# start of TEXT SECTION
Fred Stoller is best known for being "that guy" in classic sitcoms like Murphy Brown, Seinfeld, and Everybody Loves Raymond, and he recalls his life of almost-fame in this humorous and revealing memoir. Ray Chase gives an uncanny performance that uses a languid and slightly adenoidal voice to mimic Stoller's droopy, sad sack persona. It isn't all an act, however, as Stoller examines the downsides of his success with a bracing forthrightness to go along with the juicy tales of the celebrities he's worked with, making Maybe We'll Have You Back a candid look at TV's perennial guest star.
Fred Stoller has played the annoying schnook in just about every sitcom you’ve seen on TV - Friends, Everybody Loves Raymond, Scrubs, Hannah Montana, My Name Is Earl - and was even a staff writer for Seinfeld, but he’s never found a solid gig. When it comes to Hollywood, it’s a case of always the bridesmaid and never the bride, except in his case he’s always the snarky waiter, the mopey cousin, or Man Number Two.
This hilarious and bittersweet rags-to-rags story of the hardest-working guy in showbiz follows Fred, who started his career as a stand-up comic, from set to set as he tries to find a permanent home for his oddball character. With candor, Fred shares stories of his great adventures pounding the Hollywood pavement, including a humiliating encounter with Billy Crystal, a disastrous one-night stand with Kathy Griffin, and plenty of awkward run-ins at craft service tables. And he always shares his ups and downs with his skeptical yet loving mother waiting by the phone in Brooklyn.
# end of TEXT SECTION
## SET EXERCISE A
Answer these questions from the text about Fred Stoller's memoir.
(i) Who gives the performance that mimics Stoller's persona?
(ii) Which show did Stoller work on as a staff writer?
(iii) Where is his mother waiting by the phone?
# start of RECORDS SHOWN
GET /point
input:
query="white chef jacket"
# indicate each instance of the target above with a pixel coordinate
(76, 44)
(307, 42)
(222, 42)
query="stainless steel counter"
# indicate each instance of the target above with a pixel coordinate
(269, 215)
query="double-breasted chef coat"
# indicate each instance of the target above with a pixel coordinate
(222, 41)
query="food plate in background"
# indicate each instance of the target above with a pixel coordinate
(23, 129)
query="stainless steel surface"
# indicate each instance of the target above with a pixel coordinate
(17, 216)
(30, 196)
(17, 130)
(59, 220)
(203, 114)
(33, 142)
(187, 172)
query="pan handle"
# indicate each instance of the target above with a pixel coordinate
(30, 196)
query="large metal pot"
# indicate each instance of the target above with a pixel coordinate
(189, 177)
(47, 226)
# end of RECORDS SHOWN
## SET EXERCISE B
Please rewrite the records above, replacing "pixel coordinate" with "pixel position" and keeping everything else the same.

## RESULT A
(i) Ray Chase
(ii) Seinfeld
(iii) Brooklyn

## RESULT B
GET /point
input:
query="white chef jacket"
# indicate each instance of the target above with a pixel position
(76, 44)
(307, 42)
(222, 42)
query="stainless steel counter"
# indicate each instance of the target above with a pixel position
(269, 215)
query="double-breasted chef coat"
# indicate each instance of the target above with a pixel position
(222, 41)
query="food plate in background"
# indicate each instance of the target above with a pixel position
(23, 129)
query="stainless steel surface"
# indicate each instance of the target above with a pixel position
(17, 216)
(30, 196)
(17, 130)
(59, 220)
(203, 114)
(33, 142)
(187, 172)
query="pan handle"
# indicate each instance of the target above with a pixel position
(30, 196)
query="large metal pot"
# indicate each instance of the target above with a pixel position
(189, 177)
(47, 226)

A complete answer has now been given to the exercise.